## Tugas Tertulis
Tolong tuliskan kembali sebagian artikel di bawah tentang peluncuran kapal phinisi tanpa mengubah apa pun. Mulailah dari kata-kata "jelas Nazaruddin, Kepala" dan berhentilah setelah "dan budaya Indonesia.".

## Kutipan
Sebuah
kapal phinisi dari
Ara dan
Tanjung Bira,
Bulukumba,
Sulawesi Selatan
telah melakukan peluncurannya tadi malam (8/11) melalui prosesi adat
setempat. Kapal phinisi pesanan Polandia tersebut merupakan yang
terbesar yang pernah dibuat dalam sejarah Bulukumba. Masyarakat Tanjung
Bira di Bulukumba sendiri memiliki tradisi pembuatan perahu dan kapal
laut sejak ratusan tahun lalu.
Kapal
phinisi bukan tak terkenal karena seluruh penjuru negeri bahkan dunia
telah mengetahui bahtera ciri khas Nusantara tersebut. Jenis perahu
tradisional dari Bukukumba telah menjadi trademark tradisi bahari nenek
moyang Indonesia dan sebuah upaya mempertahankan identitas masyarakat
bahari yang kreatif dan ulet.
Prosesi penggeseran kapal phinisi
dikerjakan 100 orang dan dihadiri Wakil Bupati Bulukumba Samsuddin,
pejabat Dinas Kebudayaan dan Pariwisata, serta para stafnya. Selain itu,
seluruh tenaga pekerja pembuat kapal yang berbahan kayu besi itu hadir
untuk prosesi adat.
Dari fase penggeseran badan kapal sejak
malamnya, perlu sekitar 3 minggu lagi hingga seluruh badan kapal
memasuki air dan akan ditarik feri hingga
Semarang.
Pembuatan badan kapal phinisi tersebut telah memakan waktu 9 bulan.
Setelah selesainya badan kapal, proses finishing dan interiornya akan
dilakukan di Semarang.
Kapal phinisi tersebut memakan biaya
pembuatan Rp 4 miliar untuk badannya saja yang memiliki panjang 50 meter
dan bagian terlebar hampir 10 meter. Finishing di Semarang memakan
biaya tiga kali lipat biaya untuk pembuatan badannya. Niat Pemerintah
Daerah Bulukumba melalui Dinas Kebudayaan dan Pariwisata yaitu ingin
mempertahankan Tanjung Bira, Bulukumba ini sebagai tempat pembuatan
phinisi.
"Ini
sebuah moment penting, karena kapal phinisi pesanan Polandia ini
merupakan yang terbesar yang pernah dibuat dalam sejarah Bulukumba,"
jelas Nazaruddin, Kepala Dinas kebudayaan dan Pariwisata, Bulukumba.
Kapal ini dibuat di sini (Tanjung Bira) sebagai tahap awal dari
keseluruhan proses pembuatan. Di sinilah konstruksi badan kapal
disiapkan karena memang ahlinya ada di sini, yaitu Haji Muslim Baso
(66), dari desa Ara, Bonto Bahari.
"Ancaman yang memprihatinkan bagi kami
ialah para pembuat phinisi ini berpindah tempat ke provinsi lain karena
bahan baku yang lebih mudah. Jadi ini persoalan nasional dan harus
dibicarakan," ungkap Nazaruddin, selagi menerangkan keindahan Pantai
Pasir Putih, Tanjung Bira. Bila hal ini dibiarkan maka Tanjung Bira bisa
terancam hilang dari peta wisata sejarah dan budaya Indonesia.

## Bagian Data
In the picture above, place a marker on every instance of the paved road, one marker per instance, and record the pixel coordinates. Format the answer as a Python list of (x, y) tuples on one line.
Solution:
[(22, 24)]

## Jawaban Tugas
jelas Nazaruddin, Kepala Dinas kebudayaan dan Pariwisata, Bulukumba.
Kapal ini dibuat di sini (Tanjung Bira) sebagai tahap awal dari
keseluruhan proses pembuatan. Di sinilah konstruksi badan kapal
disiapkan karena memang ahlinya ada di sini, yaitu Haji Muslim Baso
(66), dari desa Ara, Bonto Bahari.
"Ancaman yang memprihatinkan bagi kami
ialah para pembuat phinisi ini berpindah tempat ke provinsi lain karena
bahan baku yang lebih mudah. Jadi ini persoalan nasional dan harus
dibicarakan," ungkap Nazaruddin, selagi menerangkan keindahan Pantai
Pasir Putih, Tanjung Bira. Bila hal ini dibiarkan maka Tanjung Bira bisa
terancam hilang dari peta wisata sejarah dan budaya Indonesia.